PROMPT:
In the passage about Pompeii, copy out the part that opens with the words "From Vesuvius our" and closes with "and obliging landlord’.", switching "knapsack" to "suitcase".

QUOTED TEXT:
From Vesuvius our intrepid traveller would visit Pompeii, having read the Younger Pliny’s vivid account, reprinted verbatim in his Murray, of its eruption in AD 79. A copy of Bulwer-Lytton’s Last Days of Pompeii may also have been in his knapsack, and if he wanted to stay overnight, Murray would tell him that the Hôtel Bellevue was ‘a new inn, close to the railway, kept by S. Prosperi, a very civil and obliging landlord’.

The guidebook leads one from ruin to ruin, describing each house in ample detail, never failing to point out the remains of the dead: ‘One cast of a young girl, part of which still exists, possessed exceeding elegance of form; the neck and breast especially were perfect models of feminine beauty.’

The House of the Vestals is: ‘A double house, comprising a vestibule, an atrium with the usual apartments on each side, formerly richly paved with mosaics and decorated with luxurious pictures by no means in accordance with the name given to it.’

This sneaky form of euphemism, perhaps intended by Murray’s handbook to indicate those risqué ornaments a gentleman might wish to see, was employed in the description of the House of Sallust, whose Venereum ‘consists of a small court, the real prototype of the Oriental harem, surrounded by a portico, of octagonal columns, a sacrarium dedicated to Diana, two sleeping-rooms at the sides with glazed windows looking into the court … Every part is elaborately decorated, and the paintings are appropriately expressive of the use to which the apartments were applied. The sleeping rooms contain pictures of Mars, Venus, and Cupid, and the entire wall at the back of the court is covered with a large painting, representing the story of Diana and Actaeon, an evident allusion to the danger of prying too closely into the mysteries of this portion of the mansion.’

One is also warned of, or guided to, the Tavern: ‘… a building so called from the number of cooking vessels, tripods, pots, and pans of bronze and earthenware which were found in it. The walls are covered with licentious paintings, representing the usual routine of low tavern scenes.’

Our attention is also directed to a baker’s shop, where: ‘The frequent occurrence of the phallus over the entrance doors, and the obscene pictures found in several of the houses, have induced the belief that this was the quarter of the courtesans.’

In the House of the Triumphant Hercules certain statues were said to be in bad taste, ‘but curious from their variety and arrangement; among them are, Love riding a dolphin, a bearded satyr, a stag, a fawn extracting a thorn from a goat’s foot, a goat caressing its young one lying in the lap of a shepherdess, and others which we need not particularise’.

LISTING:
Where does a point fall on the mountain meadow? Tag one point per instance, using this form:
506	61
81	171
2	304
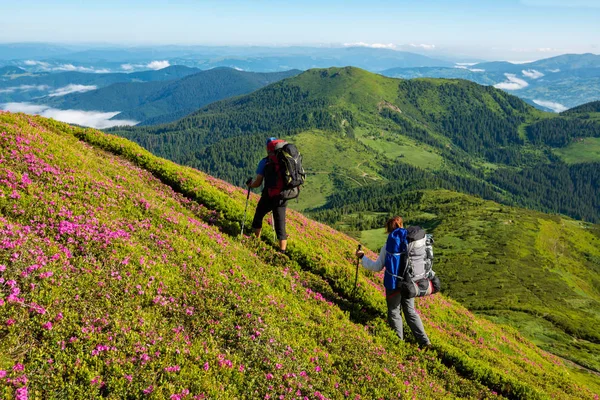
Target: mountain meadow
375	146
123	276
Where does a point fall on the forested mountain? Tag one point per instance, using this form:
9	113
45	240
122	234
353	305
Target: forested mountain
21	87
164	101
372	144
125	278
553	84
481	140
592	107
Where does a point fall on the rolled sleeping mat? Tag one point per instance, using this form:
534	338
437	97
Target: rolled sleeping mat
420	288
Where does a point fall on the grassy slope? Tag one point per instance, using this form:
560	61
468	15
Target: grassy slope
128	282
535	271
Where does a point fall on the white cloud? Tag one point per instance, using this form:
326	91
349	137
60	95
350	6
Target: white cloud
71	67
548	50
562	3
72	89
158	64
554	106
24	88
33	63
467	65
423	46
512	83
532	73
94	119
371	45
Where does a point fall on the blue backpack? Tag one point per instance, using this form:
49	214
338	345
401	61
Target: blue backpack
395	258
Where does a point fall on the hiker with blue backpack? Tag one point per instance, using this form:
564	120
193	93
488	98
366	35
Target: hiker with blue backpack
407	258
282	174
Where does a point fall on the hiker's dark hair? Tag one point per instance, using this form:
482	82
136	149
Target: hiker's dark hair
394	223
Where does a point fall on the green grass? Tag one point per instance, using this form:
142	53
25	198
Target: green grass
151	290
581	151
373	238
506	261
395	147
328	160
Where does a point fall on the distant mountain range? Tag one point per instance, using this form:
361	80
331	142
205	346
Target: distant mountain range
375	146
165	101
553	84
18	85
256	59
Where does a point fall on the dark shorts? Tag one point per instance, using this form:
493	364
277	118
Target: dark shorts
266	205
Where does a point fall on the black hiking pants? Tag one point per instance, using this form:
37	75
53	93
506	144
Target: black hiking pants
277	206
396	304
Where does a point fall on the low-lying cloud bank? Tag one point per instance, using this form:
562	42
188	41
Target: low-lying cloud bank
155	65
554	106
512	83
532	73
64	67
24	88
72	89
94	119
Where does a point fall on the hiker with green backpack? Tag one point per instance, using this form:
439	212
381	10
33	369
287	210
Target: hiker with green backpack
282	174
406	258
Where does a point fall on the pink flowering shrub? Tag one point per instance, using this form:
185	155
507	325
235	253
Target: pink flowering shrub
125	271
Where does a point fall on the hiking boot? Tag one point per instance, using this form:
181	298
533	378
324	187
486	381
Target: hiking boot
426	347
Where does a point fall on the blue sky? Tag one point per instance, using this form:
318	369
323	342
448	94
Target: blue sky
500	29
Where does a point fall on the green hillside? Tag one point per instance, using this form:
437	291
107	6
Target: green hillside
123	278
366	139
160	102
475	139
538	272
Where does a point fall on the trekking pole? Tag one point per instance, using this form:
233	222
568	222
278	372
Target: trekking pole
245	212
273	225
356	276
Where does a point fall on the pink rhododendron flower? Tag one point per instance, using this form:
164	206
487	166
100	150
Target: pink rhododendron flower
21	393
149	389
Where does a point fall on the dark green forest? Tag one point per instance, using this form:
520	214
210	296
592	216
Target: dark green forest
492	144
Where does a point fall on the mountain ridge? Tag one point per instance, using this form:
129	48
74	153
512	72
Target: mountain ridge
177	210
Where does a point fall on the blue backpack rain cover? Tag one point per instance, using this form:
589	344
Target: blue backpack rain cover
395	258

* * *

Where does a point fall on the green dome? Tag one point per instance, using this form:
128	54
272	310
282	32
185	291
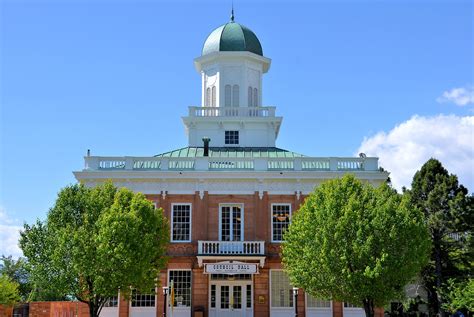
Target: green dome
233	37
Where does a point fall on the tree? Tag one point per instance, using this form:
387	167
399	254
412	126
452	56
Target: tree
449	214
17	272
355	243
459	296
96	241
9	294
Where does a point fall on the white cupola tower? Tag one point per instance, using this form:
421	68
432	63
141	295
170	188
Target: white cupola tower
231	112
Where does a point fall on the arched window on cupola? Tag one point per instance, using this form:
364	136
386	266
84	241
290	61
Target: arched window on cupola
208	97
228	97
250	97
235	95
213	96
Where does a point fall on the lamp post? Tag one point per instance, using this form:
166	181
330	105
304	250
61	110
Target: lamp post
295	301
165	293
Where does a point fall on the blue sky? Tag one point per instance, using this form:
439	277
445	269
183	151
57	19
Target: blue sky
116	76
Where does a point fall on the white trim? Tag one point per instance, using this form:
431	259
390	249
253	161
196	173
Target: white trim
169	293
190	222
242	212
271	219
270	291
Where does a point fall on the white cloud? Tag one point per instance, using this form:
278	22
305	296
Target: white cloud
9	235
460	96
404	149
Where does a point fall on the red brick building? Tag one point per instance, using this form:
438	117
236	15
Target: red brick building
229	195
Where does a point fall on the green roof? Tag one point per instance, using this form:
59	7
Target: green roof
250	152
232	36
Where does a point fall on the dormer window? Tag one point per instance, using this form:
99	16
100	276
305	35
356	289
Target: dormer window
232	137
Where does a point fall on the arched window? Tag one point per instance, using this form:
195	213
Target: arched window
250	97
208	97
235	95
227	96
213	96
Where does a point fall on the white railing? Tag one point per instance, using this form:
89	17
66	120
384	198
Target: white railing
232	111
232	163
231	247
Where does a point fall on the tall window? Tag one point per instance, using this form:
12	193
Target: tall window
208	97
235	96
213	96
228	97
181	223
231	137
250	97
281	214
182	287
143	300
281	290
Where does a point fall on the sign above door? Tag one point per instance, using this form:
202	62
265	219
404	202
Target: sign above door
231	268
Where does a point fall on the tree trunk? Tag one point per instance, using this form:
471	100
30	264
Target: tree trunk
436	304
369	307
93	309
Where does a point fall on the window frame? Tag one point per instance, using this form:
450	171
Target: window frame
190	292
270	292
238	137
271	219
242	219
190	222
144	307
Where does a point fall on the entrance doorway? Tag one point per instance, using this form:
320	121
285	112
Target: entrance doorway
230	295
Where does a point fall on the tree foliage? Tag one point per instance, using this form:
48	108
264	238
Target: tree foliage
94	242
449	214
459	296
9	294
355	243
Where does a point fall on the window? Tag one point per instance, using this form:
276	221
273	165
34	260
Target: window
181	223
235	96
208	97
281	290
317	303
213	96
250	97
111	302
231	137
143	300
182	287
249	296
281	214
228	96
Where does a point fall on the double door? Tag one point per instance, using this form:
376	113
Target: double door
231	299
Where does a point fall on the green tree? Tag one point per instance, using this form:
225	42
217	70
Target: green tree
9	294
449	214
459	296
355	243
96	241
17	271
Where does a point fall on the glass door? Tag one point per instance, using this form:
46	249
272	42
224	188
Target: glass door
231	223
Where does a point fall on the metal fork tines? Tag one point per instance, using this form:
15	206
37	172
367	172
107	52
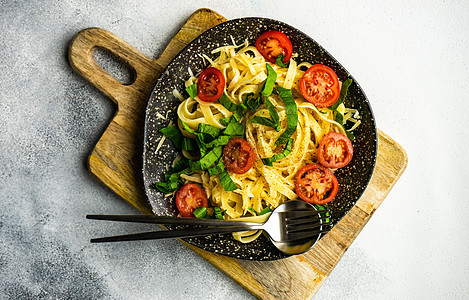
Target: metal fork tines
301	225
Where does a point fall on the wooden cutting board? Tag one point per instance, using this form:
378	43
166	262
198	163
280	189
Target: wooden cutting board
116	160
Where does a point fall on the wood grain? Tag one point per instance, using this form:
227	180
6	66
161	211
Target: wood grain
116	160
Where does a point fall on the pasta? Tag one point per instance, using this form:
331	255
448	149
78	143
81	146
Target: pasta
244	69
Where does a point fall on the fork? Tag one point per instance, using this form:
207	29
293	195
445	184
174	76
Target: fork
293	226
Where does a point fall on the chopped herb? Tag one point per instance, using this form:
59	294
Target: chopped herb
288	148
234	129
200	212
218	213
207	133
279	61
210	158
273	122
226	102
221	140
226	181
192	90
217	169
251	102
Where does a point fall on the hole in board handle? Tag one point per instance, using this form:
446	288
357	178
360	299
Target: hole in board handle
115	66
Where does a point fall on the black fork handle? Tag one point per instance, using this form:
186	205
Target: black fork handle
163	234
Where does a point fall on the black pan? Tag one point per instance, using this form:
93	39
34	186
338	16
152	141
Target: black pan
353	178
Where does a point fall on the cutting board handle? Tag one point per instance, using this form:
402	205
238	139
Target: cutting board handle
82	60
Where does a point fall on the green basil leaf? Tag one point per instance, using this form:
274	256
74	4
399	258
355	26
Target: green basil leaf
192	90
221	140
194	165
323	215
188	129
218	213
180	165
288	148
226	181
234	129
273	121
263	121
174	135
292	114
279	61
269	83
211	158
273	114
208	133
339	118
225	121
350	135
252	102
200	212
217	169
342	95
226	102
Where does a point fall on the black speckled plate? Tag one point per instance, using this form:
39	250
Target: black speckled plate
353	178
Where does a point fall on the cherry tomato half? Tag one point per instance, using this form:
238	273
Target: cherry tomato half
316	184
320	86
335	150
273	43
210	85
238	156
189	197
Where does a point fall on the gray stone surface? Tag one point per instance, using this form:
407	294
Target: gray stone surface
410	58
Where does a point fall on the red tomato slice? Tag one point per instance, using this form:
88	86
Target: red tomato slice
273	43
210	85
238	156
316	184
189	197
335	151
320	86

THE RESULT:
From Vesuvius our intrepid traveller would visit Pompeii, having read the Younger Pliny’s vivid account, reprinted verbatim in his Murray, of its eruption in AD 79. A copy of Bulwer-Lytton’s Last Days of Pompeii may also have been in his suitcase, and if he wanted to stay overnight, Murray would tell him that the Hôtel Bellevue was ‘a new inn, close to the railway, kept by S. Prosperi, a very civil and obliging landlord’.